Put every line of the listing below into a numbered list, omitting any blank lines.

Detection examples
^^^^^^^^

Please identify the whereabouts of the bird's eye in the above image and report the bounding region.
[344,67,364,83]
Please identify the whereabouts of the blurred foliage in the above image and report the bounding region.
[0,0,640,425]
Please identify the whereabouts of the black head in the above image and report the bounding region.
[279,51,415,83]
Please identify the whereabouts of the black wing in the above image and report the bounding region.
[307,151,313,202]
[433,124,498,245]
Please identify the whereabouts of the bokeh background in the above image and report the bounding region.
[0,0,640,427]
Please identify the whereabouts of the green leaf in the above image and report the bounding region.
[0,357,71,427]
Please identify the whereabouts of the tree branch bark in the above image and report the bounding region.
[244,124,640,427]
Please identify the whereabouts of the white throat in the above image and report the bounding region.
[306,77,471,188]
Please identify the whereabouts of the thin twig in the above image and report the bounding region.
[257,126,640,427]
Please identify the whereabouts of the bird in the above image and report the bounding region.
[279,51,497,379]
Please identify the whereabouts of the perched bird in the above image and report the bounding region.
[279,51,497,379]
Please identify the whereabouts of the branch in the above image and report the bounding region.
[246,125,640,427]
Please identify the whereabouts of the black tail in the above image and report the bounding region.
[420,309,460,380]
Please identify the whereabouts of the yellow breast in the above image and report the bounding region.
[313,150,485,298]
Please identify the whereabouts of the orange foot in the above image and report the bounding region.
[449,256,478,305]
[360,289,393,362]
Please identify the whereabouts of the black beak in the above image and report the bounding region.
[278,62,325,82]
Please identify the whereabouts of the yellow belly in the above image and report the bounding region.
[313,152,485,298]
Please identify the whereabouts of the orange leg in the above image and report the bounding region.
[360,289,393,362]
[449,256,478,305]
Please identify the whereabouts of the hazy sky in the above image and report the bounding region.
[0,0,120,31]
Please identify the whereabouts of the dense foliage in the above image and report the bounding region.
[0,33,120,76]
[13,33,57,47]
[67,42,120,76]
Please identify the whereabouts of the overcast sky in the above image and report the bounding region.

^^^^^^^^

Problem solution.
1. Please identify the whereabouts of the bird's eye in the above image and report the bounding region.
2. [344,67,364,83]
3. Please identify the whereabouts of the blurred foliage in the above image and report the bounding region.
4. [0,0,640,425]
5. Please identify the whereabouts of the black head in the above image and report the bounding region.
6. [279,51,415,83]
7. Please identify the whereabouts of the black wing in the above image and report the bounding region.
8. [307,151,313,202]
9. [433,124,498,245]
10. Please identify the whereabouts of the bokeh background in the above image and report the bounding region.
11. [0,0,640,427]
12. Please identify the whereabouts of the green leaf in the above image and report the bounding region.
13. [0,357,71,427]
14. Please identify the whereabouts of the tree branch bark in the above image and report the bounding region.
15. [244,124,640,427]
16. Please identify the whereabouts of the white throat in the above image and report the bounding region.
17. [306,77,471,188]
18. Please identify the whereabouts of the thin twig in the above image and report the bounding region.
19. [257,126,640,427]
20. Please identify the whereabouts of the bird in the above image and report the bounding region.
21. [279,51,497,379]
22. Please identify the whereabouts of the perched bird in the above image and report the bounding region.
23. [279,51,497,379]
24. Please identify the whereabouts of the branch in the above image and report the bounding region.
25. [246,125,640,427]
26. Please identify the whereabouts of the black tail in the above image and report the bounding region.
27. [420,309,460,380]
28. Please identify the whereabouts of the yellow breast in the above image and report the bounding region.
29. [313,150,485,298]
30. Please identify the whereabouts of the orange foot in the above image and report the bounding region.
31. [449,256,478,305]
32. [360,289,393,362]
33. Please identify the whereabouts of the black beak in the above image and report the bounding region.
34. [278,62,325,82]
35. Please identify the whereabouts of the yellow belly in the above image and report the bounding region.
36. [313,152,485,298]
37. Please identify the whereabouts of the orange leg in the above image and report the bounding region.
38. [360,289,393,362]
39. [449,256,478,305]
40. Please identify the whereabouts of the hazy sky in the above image and report the bounding region.
41. [0,0,120,31]
42. Please identify the whereabouts of the dense foliage in the above image and report the bounding region.
43. [0,33,120,76]
44. [13,33,57,47]
45. [67,42,120,76]
46. Please identify the whereabouts of the overcast sky in the above image and report the bounding region.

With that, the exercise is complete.